## Goal of the exercise
Can you carry on the text about making full use of reading passages in language lessons, starting right after its last sentence?

## Extracted text
9.Stage a read-aloud session – Staging a read-aloud session after performing the above tasks provides a cognitive break and gives you an idea, whilst you are walking around the class monitoring student-pronunciation, of how the acquisition of decoding skills is proceeding. This will inform the planning of any subsequent delivery of decoding-skill instruction.

10. Follow-up with one or more listening tasks – A follow-up through listening-as-modelling and listening-comprehension activities helps reinforcing the vocabulary and, more importantly, focuses the students on pronunciation. The easiest listening-as modelling activity to prepare is obviously dictation of sentences taken from the just-read-text containing the key-items you set out to teach (with or without L1-translation). Partial dictations require very little preparation too. Jigsaws are a bit more time-consuming but students enjoy them a lot.

11. Recycle key lexis in subsequent lessons – after reading a passage, some really nice idioms, structures or other interesting and useful lexis found in that text get left behind and often lost for ever. I do attempt to make sure that that does not happen, by: (a) setting it as homework using language-gym.com – but one can use Memrise or Quizlet instead; (b) creating a new reading text (my favourite strategy) which include those items; (c) devising a nice starter with which to begin the next lesson; (d) recycling the items alongside any new lexis you are planning to teach in the next lesson

Concluding remarks

Much too often the reading passages used in the ML lessons are under-exploited and a substantial part of the valuable material they contain gets ‘lost’ in the absence of adequate and consistent recycling in subsequent lessons. At present, I am not aware of any published material which effectively addresses all of the levels of exploitation of a text I outlined in the above post, which is appalling. This is due too many factors, one of which refers to the fear that the students might get bored, a concern I sympathize with to a certain extent; this issue can, however, be partly controlled for by providing several shorter tasks with varying foci.

## Recorded data
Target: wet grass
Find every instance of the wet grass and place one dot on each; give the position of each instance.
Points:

## Task answer
The most important message this post purports to convey is that reading tasks should try to squeeze out as much learning out of any text-at-hand as possible; students should be prepped both in terms of bottom-up and top-down processing skills (especially decoding skills); they should also be encouraged to notice  new items through activities which engage them in deep processing; finally, unless we are merely equipping students with survival skills, limiting the focus of receptive processing (not simply reading but listening, too) to the understanding of the main points contained in a text has very little surrender value in terms of the enhancement of reading fluency and the acquisition of vocabulary, morphology, syntax and any other aspect of L2 competence.

Creating the need to read or understand should also be an important concern of ours as way too often the texts students work on in ML lessons are rather dull. Whilst this is quite difficult to do with the texts we give novice-to-intermediate learners, when working at higher level of proficiency it should not be an impossible task.

As far as point 2 to 11 are concerned, our frustration with the current lack of resources which address all of the above has led Steve Smith and myself to creating reading material and associated tasks which we are writing as we speak and whose first instalment is published here. The aim: to create a resource which enables intermediate learners of French to learn as much as possible from L2 written texts to the point of allowing them to translate short English passages (GCSE style) into French off the top of their head by the end of each unit.

As for point 1, i.e. ‘creating the need to read’, Steve and I are both working on developing a set of strategies which we intend to share with our readers in a future post.

To find out about our ideas on reading instruction, get hold of ‘The Language Teacher Toolkit’, the book Steve Smith and I co-authored .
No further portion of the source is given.